• The exercise:
Return, exactly, the line that contains "For the benchmark, mark every instance of the green foliage" together with all lines after it to the end of the entries, and no further lines.

***** Available data

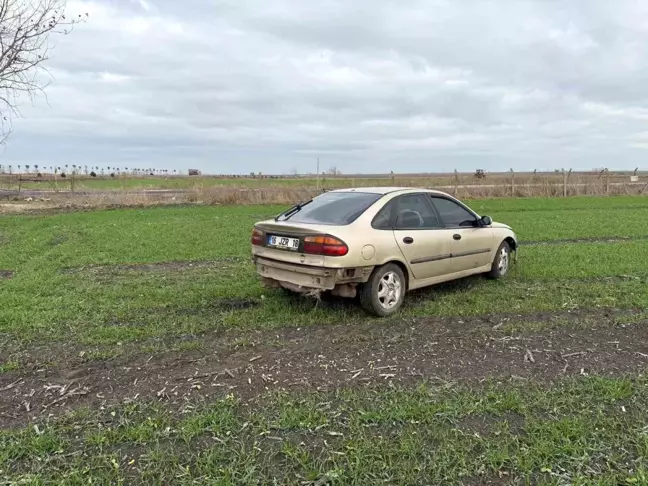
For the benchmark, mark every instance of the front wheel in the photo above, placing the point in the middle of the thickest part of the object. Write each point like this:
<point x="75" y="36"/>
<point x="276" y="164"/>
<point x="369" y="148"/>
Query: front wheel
<point x="501" y="262"/>
<point x="384" y="292"/>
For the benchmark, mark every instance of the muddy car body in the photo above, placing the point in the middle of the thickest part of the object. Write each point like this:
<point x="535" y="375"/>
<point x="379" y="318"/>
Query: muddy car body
<point x="379" y="243"/>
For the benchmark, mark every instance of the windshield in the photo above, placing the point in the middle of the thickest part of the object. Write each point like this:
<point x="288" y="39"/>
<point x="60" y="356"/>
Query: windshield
<point x="334" y="208"/>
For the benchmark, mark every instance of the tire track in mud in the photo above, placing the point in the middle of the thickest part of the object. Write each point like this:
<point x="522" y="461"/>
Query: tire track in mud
<point x="385" y="353"/>
<point x="151" y="267"/>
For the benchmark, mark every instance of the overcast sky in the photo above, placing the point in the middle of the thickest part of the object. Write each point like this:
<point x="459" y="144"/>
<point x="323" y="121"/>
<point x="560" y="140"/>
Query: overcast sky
<point x="233" y="86"/>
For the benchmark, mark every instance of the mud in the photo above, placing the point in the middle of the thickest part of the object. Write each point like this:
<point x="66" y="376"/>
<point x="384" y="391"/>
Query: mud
<point x="384" y="353"/>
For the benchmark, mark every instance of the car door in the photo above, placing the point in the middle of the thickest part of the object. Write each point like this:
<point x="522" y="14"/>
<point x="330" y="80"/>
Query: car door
<point x="417" y="233"/>
<point x="471" y="242"/>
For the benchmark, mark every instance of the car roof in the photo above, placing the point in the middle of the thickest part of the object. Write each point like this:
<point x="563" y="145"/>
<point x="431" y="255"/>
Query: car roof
<point x="388" y="190"/>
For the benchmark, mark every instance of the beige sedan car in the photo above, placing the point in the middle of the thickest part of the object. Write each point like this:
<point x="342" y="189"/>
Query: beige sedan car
<point x="378" y="243"/>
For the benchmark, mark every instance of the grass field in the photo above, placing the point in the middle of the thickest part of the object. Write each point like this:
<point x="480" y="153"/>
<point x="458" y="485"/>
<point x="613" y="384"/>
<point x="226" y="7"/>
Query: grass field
<point x="138" y="346"/>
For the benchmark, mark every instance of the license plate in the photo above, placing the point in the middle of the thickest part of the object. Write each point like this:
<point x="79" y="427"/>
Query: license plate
<point x="284" y="242"/>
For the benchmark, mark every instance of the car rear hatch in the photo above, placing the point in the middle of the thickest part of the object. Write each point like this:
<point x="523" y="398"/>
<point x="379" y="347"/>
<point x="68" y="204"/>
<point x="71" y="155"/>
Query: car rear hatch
<point x="284" y="242"/>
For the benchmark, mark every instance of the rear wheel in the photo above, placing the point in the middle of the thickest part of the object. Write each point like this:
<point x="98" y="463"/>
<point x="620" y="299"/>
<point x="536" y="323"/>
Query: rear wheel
<point x="384" y="292"/>
<point x="501" y="262"/>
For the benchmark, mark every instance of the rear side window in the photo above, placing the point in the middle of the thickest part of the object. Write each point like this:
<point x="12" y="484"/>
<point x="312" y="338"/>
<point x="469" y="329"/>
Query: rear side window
<point x="383" y="220"/>
<point x="453" y="214"/>
<point x="415" y="212"/>
<point x="334" y="208"/>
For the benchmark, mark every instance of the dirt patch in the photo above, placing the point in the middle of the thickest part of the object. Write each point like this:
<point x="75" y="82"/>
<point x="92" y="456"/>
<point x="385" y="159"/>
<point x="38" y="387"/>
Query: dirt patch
<point x="605" y="239"/>
<point x="329" y="357"/>
<point x="150" y="267"/>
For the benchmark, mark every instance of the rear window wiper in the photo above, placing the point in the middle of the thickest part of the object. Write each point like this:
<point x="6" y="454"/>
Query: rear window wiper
<point x="295" y="209"/>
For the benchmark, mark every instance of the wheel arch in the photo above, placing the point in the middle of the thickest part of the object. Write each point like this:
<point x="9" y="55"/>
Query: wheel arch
<point x="403" y="268"/>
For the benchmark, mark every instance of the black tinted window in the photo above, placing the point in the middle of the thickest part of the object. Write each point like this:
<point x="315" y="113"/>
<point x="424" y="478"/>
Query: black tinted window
<point x="452" y="213"/>
<point x="414" y="211"/>
<point x="383" y="219"/>
<point x="335" y="208"/>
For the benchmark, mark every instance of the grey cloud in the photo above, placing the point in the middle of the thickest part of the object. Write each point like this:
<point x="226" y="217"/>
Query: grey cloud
<point x="245" y="85"/>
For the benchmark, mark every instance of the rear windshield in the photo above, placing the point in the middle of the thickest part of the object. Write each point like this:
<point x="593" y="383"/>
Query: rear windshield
<point x="334" y="208"/>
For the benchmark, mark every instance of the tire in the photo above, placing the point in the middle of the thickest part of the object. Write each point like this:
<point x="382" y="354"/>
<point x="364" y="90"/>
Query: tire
<point x="501" y="262"/>
<point x="389" y="281"/>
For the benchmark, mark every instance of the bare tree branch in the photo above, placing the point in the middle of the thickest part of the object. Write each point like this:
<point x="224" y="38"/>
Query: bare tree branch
<point x="25" y="27"/>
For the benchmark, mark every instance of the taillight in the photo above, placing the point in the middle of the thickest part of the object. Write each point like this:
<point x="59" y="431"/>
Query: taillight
<point x="257" y="237"/>
<point x="325" y="245"/>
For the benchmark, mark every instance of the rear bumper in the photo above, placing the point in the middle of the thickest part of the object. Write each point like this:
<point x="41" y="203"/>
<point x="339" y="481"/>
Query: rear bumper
<point x="304" y="277"/>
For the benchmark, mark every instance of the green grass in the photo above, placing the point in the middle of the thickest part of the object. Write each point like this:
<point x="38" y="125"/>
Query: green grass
<point x="43" y="303"/>
<point x="586" y="431"/>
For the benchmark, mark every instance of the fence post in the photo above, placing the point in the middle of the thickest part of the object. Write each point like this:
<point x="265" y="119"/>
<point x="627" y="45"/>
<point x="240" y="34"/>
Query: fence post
<point x="607" y="182"/>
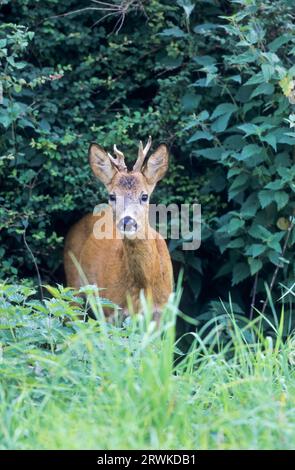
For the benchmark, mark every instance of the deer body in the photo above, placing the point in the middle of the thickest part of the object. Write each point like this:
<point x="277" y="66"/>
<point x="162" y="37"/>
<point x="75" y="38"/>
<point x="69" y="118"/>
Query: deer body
<point x="135" y="258"/>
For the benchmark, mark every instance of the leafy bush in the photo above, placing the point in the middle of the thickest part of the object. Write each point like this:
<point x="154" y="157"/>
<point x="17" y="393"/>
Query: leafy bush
<point x="213" y="79"/>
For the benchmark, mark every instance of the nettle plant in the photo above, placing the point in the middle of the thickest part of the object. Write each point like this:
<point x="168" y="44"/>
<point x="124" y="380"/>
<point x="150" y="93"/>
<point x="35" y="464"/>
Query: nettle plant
<point x="250" y="135"/>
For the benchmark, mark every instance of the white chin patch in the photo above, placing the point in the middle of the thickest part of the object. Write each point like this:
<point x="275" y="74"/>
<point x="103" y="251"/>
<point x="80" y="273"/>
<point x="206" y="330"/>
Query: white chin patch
<point x="129" y="233"/>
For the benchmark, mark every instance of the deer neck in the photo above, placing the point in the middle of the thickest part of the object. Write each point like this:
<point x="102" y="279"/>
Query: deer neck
<point x="139" y="258"/>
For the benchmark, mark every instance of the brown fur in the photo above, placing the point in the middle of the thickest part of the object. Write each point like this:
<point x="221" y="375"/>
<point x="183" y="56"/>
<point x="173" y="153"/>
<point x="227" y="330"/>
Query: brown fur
<point x="123" y="267"/>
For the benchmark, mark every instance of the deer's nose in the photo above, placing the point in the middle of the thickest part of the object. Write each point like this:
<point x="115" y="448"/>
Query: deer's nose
<point x="127" y="224"/>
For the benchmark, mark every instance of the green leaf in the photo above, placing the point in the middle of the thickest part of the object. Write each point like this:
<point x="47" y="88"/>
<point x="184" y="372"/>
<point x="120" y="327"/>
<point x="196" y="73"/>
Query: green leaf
<point x="255" y="265"/>
<point x="175" y="32"/>
<point x="223" y="108"/>
<point x="267" y="71"/>
<point x="249" y="129"/>
<point x="200" y="135"/>
<point x="248" y="151"/>
<point x="281" y="198"/>
<point x="263" y="89"/>
<point x="256" y="249"/>
<point x="275" y="185"/>
<point x="220" y="124"/>
<point x="213" y="153"/>
<point x="236" y="243"/>
<point x="266" y="197"/>
<point x="240" y="272"/>
<point x="235" y="224"/>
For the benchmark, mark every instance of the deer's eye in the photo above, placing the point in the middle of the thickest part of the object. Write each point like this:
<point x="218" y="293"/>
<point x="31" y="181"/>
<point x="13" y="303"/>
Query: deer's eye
<point x="144" y="197"/>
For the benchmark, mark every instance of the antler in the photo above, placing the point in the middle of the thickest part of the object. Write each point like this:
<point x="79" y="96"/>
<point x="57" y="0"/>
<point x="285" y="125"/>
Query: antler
<point x="119" y="162"/>
<point x="142" y="153"/>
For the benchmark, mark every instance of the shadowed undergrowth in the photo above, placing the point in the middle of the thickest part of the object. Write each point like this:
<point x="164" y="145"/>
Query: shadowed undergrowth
<point x="96" y="385"/>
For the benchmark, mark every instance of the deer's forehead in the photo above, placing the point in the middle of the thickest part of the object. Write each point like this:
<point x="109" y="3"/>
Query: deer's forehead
<point x="132" y="183"/>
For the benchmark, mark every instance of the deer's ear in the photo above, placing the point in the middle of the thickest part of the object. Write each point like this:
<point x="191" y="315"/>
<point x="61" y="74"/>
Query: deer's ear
<point x="101" y="164"/>
<point x="157" y="165"/>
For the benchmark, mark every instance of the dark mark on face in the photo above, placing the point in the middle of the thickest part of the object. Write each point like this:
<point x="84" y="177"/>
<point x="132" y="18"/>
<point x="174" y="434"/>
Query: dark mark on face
<point x="128" y="182"/>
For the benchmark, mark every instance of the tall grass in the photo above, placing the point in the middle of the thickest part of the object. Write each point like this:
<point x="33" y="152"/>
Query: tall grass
<point x="96" y="385"/>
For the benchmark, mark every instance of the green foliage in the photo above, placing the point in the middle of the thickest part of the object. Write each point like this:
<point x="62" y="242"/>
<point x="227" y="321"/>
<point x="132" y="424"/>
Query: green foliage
<point x="215" y="81"/>
<point x="67" y="384"/>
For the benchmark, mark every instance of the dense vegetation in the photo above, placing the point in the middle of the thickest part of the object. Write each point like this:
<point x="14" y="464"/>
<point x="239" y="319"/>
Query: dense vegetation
<point x="214" y="79"/>
<point x="74" y="385"/>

**********

• Solution:
For the benchmark, mark every instance of the green foliage in the photo above, placing the point in the middle of the thickest part of the object. Write each point like this:
<point x="62" y="242"/>
<point x="227" y="321"/>
<point x="132" y="424"/>
Query: green foliage
<point x="215" y="81"/>
<point x="67" y="384"/>
For the benchmark, mark every instance of the dense vegetation in the photo above, placing the point in the middle of the thickest part of the object. Write each point like this:
<point x="14" y="464"/>
<point x="239" y="319"/>
Query: dense vegetation
<point x="214" y="79"/>
<point x="74" y="385"/>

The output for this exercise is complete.